* _Quoted passage_:
I’m a natural born storyteller, and I’ve found that my poems tend to be narratives with strategically-placed line breaks.  With the exception of children’s nursery rhymes, I find myself veering away from rhyme.  I like to say “metaphor is the new rhyme.”

I’ve finally become comfortable sharing my poetry in front of an audience.  My life motto has become “Aw, what the hell?”  I’ve always regretted the times I could’ve read and didn’t, but never the times I did, even if it didn’t go as well as I would’ve liked.

For example, one of my English professors told our class that my short story, “The Punch Drunk Potluck” (about what happens when a prospective member of the Church spikes the punch and brings pot brownies) was supposed to be humorous.  I was thinking, Oh, my god, don’t tell them that.  If they don’t laugh, I’ll be so embarrassed.

Even though “Punch” won first place in the college’s annual literary contest, they didn’t laugh.  That said, I was a bit uncomfortable (I’m sure I was breaking out in hives) during the reading (it was, after all, a super silly story), but I did it, and afterwards, a few people came up to me and told me how great it was.  (People may not always laugh, but that doesn’t mean they didn’t think it was funny; I don’t laugh at every joke I hear on “Cheers”).  One even asked for a copy.

The girl who asked for a copy used to be a member of the FLDS Church (her father had four wives), and so she understood all the nuances of my piece.  I’ve found that of all the different kinds of writing I do, I enjoy writing my humor pieces the most.  Even though I wouldn’t consider myself a funny gal (more just witty), I keep in mind that Lucille Ball was very serious in real life.

Out of the nine readers at the poetry reading at my college, I was the only one who read anything humorous  (“Hanging from the Family Tree”).  I like to say “a little subtlety and a little levity goes a long way.”  When offered the chance to read again, I read a serious poem (one I would describe as “hauntingly beautiful”), but everyone loved the first.  My inspiration for that one?  My family:  The gift that keeps on regifting.  (I was even asked to perform an encore the next day at the office.)

I’d worn my white snood; I decided that would be my schtick.  (When I used to color my hair red, I thought “The Lady in Red” had a nice ring to it; I would wear all red, down to my shoes.)  Since I had to stop coloring my hair when I was expecting (only to find I had gray hairs), I had to ditch that notion, at least during my child-bearing years.  (And have you ever tried finding red shoes?  Especially in a size 10?)

That night of the reading (taking a piece of advice one of the other students in my poetry class gave), I opened with a joke I’d overheard in the English department:

Q:  What does the Secret Service shout when they see a bullet coming towards the President?

A:  Donald!  Duck!

That icebreaker helped dispel almost all my self-consciousness.

My advice:  Don’t overthink it.  Just go for it.

Saved entries

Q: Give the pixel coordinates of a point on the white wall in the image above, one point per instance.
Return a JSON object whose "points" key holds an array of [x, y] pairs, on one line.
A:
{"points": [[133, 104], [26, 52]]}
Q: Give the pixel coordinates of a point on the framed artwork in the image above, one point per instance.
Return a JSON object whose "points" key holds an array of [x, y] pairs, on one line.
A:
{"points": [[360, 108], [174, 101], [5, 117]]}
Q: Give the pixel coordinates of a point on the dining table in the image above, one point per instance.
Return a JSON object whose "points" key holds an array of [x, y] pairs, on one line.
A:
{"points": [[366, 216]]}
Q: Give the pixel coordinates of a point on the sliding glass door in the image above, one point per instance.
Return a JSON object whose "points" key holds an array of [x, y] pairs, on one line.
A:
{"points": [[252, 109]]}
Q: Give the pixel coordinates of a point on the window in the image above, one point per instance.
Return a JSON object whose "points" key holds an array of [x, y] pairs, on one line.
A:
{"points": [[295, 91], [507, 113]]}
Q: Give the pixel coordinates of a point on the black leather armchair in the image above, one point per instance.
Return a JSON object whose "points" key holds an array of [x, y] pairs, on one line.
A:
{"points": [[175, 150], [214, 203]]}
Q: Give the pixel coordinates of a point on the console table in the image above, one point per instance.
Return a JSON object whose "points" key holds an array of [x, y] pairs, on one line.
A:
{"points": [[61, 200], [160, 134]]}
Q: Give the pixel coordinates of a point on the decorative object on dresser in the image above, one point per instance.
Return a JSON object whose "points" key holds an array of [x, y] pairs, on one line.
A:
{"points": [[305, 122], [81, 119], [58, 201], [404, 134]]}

==

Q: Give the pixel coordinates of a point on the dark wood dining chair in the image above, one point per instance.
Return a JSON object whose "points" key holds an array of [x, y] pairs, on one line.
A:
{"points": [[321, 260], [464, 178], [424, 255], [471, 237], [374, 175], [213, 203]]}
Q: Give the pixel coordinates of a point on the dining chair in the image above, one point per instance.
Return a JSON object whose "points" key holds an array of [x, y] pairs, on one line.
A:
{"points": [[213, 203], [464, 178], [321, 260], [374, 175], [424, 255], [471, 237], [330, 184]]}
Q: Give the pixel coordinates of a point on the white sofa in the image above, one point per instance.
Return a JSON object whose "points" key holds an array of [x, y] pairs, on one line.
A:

---

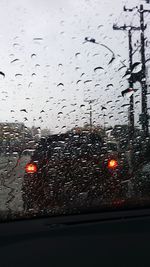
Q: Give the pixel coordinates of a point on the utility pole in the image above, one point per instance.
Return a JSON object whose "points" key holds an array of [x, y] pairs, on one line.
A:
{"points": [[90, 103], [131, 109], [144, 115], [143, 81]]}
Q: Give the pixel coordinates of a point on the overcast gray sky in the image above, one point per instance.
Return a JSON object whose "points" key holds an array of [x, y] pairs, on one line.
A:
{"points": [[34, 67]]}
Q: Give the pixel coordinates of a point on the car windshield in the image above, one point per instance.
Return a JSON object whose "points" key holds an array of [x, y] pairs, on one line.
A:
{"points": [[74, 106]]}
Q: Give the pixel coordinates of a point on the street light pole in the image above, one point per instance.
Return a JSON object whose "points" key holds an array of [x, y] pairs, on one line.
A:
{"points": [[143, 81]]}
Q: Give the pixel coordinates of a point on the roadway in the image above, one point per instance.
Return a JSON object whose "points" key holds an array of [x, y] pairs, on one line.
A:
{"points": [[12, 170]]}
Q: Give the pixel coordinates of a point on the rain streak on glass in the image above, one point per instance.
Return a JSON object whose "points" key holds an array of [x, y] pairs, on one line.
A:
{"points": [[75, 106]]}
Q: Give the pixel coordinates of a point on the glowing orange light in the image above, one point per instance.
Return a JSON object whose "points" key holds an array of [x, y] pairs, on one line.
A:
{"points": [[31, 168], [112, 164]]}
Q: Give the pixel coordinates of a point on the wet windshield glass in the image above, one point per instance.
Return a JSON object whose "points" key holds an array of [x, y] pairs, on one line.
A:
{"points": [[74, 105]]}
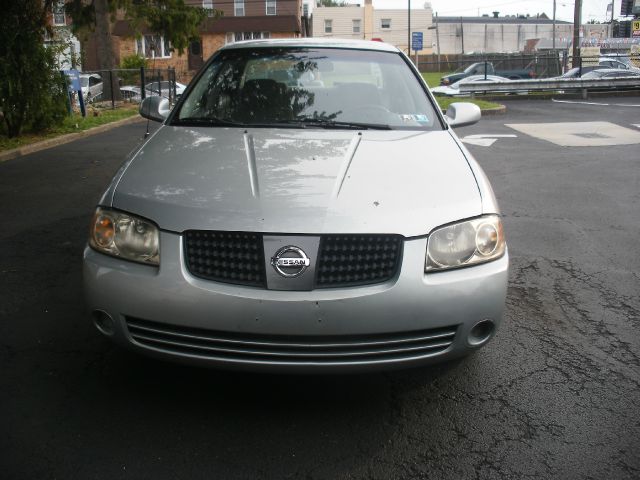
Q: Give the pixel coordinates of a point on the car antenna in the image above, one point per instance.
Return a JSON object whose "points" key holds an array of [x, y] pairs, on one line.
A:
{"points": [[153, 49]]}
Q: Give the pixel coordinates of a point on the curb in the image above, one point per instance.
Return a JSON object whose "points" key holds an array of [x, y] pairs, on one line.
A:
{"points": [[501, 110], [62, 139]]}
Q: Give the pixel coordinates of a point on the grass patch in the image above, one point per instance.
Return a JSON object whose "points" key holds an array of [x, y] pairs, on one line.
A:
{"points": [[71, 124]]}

* _Work instructions_:
From the piece on reading poetry aloud, return word for word the part that begins at "For example, one" and stops after "be so embarrassed.".

* _Result of this task_:
For example, one of my English professors told our class that my short story, “The Punch Drunk Potluck” (about what happens when a prospective member of the Church spikes the punch and brings pot brownies) was supposed to be humorous.  I was thinking, Oh, my god, don’t tell them that.  If they don’t laugh, I’ll be so embarrassed.